(Dataset records)
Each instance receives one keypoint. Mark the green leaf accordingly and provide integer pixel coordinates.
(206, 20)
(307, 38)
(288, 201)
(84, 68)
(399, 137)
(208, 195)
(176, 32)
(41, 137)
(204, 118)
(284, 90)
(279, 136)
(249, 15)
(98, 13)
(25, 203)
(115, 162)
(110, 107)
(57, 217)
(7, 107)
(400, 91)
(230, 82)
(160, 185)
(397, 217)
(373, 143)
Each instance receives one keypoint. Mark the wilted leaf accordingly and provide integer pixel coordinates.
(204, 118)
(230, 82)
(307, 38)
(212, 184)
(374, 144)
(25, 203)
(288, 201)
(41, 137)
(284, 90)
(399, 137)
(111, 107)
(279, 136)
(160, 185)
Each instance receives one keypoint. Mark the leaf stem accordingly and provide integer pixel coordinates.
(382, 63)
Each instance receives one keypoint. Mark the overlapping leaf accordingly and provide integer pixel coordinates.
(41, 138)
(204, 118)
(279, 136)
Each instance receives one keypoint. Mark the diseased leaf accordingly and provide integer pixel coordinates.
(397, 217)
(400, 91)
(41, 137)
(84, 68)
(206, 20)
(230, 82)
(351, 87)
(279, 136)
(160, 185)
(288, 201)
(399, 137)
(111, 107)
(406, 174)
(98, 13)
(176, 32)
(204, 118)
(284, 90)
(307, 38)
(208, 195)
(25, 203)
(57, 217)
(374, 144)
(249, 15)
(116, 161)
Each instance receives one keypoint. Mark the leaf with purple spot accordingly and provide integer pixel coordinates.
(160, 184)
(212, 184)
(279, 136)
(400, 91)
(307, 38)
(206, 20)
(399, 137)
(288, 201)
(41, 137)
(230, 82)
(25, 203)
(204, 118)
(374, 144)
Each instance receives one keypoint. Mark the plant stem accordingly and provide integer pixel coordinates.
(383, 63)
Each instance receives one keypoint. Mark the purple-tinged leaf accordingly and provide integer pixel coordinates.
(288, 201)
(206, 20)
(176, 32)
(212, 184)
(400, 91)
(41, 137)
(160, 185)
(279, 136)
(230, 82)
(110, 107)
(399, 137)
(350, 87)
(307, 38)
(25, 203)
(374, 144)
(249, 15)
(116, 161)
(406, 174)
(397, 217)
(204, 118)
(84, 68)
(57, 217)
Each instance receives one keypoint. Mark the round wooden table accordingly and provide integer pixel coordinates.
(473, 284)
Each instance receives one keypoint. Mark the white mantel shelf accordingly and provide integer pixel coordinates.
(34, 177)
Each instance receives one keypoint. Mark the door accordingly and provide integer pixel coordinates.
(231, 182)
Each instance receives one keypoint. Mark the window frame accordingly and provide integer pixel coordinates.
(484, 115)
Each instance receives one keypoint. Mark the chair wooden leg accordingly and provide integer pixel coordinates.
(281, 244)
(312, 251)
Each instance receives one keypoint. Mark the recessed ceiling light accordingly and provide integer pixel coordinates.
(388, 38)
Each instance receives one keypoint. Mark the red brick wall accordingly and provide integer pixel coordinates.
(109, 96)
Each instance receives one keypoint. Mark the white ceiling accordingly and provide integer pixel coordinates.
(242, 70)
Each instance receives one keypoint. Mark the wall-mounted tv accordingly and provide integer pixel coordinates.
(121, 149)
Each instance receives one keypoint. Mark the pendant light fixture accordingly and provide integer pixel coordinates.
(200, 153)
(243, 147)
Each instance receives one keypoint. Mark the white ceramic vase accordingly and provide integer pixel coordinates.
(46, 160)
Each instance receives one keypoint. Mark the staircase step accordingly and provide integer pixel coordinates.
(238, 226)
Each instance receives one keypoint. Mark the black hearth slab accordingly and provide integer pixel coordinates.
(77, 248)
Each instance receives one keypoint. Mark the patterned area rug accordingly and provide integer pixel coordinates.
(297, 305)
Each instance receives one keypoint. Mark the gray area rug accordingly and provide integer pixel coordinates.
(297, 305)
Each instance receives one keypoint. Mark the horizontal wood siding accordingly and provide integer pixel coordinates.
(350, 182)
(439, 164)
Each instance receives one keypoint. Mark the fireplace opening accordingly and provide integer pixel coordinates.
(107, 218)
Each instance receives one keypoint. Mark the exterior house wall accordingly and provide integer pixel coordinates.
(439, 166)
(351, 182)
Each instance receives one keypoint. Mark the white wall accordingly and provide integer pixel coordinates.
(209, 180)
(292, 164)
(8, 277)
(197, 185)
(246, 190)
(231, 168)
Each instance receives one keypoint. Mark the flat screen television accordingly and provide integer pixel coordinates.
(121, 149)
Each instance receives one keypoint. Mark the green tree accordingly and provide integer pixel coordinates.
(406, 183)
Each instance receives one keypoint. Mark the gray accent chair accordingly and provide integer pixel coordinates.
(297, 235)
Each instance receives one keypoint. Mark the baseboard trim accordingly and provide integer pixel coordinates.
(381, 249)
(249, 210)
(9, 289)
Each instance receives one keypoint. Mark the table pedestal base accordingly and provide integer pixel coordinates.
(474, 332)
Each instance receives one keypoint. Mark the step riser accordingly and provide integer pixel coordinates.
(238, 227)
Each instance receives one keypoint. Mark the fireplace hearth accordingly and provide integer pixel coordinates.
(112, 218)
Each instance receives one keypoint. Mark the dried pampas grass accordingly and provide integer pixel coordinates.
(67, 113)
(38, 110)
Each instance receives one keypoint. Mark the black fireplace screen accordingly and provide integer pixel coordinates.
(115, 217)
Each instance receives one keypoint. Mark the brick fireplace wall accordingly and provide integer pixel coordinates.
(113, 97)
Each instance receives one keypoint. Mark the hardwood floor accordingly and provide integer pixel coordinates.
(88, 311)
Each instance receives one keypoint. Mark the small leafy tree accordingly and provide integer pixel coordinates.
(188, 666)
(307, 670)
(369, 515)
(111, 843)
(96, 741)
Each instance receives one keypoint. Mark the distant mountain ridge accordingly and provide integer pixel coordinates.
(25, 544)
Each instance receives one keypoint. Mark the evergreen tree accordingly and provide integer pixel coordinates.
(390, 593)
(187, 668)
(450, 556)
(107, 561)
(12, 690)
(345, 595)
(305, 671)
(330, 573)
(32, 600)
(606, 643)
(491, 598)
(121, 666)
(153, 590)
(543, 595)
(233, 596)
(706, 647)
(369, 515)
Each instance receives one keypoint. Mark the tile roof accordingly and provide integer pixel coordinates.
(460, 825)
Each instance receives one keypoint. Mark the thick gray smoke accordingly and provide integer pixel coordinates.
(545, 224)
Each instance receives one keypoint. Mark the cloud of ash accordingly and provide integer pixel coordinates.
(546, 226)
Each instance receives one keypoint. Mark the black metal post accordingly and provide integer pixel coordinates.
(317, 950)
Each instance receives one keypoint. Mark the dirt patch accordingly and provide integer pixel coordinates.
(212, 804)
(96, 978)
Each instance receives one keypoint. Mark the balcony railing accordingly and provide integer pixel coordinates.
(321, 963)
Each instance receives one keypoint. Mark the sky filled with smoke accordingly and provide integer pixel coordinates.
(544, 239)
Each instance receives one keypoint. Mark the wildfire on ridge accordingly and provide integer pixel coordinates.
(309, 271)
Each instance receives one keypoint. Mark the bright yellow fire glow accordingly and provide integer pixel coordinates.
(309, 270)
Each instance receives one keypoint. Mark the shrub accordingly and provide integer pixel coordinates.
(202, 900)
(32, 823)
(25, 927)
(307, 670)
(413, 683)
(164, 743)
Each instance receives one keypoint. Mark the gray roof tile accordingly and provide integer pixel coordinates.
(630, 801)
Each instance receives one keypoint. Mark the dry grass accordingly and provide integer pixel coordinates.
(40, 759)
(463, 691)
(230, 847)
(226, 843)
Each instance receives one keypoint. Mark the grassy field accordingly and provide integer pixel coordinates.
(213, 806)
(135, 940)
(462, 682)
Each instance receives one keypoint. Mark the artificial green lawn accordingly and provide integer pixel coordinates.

BRIEF: Update the records from the line containing "Each instance receives one keypoint. Mark the wildfire" through the end of the records, inclusive, replacing "shrub" with "bush" and keeping everything else unchanged. Output only those lines.

WRITTEN RESPONSE:
Each instance receives one keypoint. Mark the wildfire on ridge accordingly and provide integer pixel coordinates.
(309, 271)
Each instance receives one keypoint. Mark the bright yellow fire glow accordingly and provide integer pixel coordinates.
(309, 270)
Each instance receives one keypoint. Mark the bush accordingly and provide integer pixel coordinates.
(202, 900)
(32, 823)
(25, 927)
(307, 670)
(413, 683)
(164, 743)
Each instance receives one keypoint. Mark the gray roof tile accordingly and provide integer pixel coordinates.
(630, 801)
Each instance receives one keypoint. Mark the dry grass accordingly and provide integer pixel coordinates.
(40, 759)
(463, 691)
(230, 847)
(226, 843)
Each instance receives one keypoint. Mark the grassy field accordingly and provide integer pixel coordinates.
(213, 806)
(135, 940)
(462, 682)
Each instance receives one keypoint. Mark the artificial green lawn accordingly and provide integer pixel coordinates.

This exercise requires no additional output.